— Given problem —
Count the lines of the material that contain the string "Please", treating uppercase and lowercase as different, and give only the number.

· · · · ·

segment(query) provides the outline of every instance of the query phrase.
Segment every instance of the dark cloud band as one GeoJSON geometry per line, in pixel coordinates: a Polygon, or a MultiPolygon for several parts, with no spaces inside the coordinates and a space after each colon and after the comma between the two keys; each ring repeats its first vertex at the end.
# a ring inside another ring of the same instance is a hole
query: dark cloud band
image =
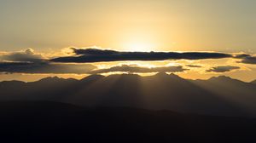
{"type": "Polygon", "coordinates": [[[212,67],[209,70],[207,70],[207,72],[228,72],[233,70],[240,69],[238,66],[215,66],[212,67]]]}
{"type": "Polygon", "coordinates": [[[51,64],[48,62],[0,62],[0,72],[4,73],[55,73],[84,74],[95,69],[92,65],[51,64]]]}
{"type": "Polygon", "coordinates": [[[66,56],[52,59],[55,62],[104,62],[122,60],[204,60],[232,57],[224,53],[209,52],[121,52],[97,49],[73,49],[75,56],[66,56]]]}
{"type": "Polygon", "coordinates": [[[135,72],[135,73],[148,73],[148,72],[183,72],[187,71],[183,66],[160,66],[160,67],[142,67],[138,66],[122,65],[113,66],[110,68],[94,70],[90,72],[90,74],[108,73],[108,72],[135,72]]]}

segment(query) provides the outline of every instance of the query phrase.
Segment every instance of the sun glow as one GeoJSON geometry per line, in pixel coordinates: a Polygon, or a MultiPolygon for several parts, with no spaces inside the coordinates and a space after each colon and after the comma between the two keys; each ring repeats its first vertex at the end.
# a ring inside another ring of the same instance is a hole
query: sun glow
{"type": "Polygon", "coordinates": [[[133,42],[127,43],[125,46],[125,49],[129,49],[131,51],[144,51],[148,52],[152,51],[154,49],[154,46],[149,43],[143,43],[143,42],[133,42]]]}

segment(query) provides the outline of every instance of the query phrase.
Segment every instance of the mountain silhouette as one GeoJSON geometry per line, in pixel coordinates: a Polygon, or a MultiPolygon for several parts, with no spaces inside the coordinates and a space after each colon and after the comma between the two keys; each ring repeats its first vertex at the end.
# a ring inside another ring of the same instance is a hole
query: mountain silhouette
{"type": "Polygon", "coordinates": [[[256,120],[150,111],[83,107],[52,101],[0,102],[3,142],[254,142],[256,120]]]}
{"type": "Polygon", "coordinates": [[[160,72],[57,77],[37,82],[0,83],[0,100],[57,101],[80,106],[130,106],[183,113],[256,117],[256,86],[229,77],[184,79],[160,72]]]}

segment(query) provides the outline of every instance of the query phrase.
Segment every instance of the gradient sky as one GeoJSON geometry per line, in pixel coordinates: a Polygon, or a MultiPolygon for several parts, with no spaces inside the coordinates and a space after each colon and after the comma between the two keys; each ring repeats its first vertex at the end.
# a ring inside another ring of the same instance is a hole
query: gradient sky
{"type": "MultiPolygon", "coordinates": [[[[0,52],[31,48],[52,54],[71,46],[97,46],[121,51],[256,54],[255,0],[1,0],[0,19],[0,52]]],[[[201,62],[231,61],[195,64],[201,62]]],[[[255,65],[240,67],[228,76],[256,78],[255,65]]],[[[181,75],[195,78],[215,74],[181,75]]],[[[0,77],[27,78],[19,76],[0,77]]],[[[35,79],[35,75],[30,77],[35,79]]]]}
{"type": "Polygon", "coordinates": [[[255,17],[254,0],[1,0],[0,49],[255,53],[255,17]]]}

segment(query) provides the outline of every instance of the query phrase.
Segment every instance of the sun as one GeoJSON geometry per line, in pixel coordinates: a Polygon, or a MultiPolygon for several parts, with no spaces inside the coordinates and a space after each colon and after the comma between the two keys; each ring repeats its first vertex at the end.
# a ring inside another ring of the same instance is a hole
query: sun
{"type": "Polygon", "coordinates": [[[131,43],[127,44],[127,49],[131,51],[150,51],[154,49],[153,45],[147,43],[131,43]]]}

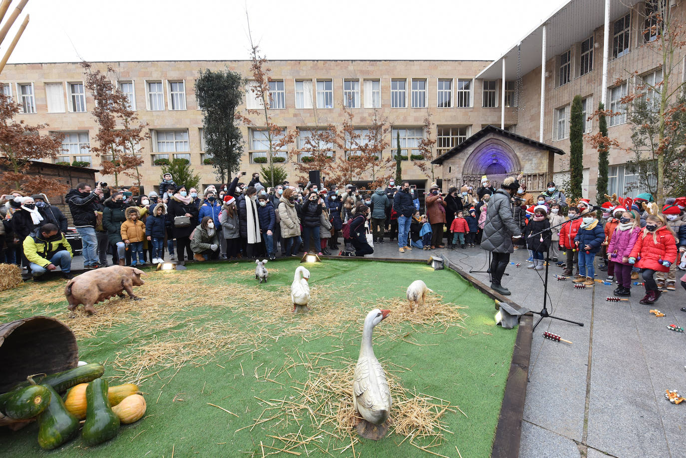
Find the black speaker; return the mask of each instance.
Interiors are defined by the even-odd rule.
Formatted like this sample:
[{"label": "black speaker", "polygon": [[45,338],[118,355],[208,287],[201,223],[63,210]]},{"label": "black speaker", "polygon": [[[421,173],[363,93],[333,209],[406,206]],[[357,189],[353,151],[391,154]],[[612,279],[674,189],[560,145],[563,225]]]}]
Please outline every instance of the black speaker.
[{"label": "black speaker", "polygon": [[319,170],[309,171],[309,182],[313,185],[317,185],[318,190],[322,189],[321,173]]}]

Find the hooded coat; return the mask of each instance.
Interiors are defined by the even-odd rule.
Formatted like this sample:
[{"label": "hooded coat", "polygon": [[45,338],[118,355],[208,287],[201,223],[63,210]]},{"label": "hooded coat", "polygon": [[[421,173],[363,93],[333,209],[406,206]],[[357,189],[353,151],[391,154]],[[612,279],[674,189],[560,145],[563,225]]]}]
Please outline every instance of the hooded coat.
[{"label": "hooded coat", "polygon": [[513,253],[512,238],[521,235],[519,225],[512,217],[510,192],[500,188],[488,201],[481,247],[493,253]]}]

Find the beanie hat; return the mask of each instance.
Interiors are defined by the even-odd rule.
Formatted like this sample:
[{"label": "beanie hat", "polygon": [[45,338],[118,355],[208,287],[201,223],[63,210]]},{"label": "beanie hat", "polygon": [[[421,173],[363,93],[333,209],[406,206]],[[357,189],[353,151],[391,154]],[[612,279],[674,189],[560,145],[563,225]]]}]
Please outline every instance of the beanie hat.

· · · · ·

— Answer to the exercise —
3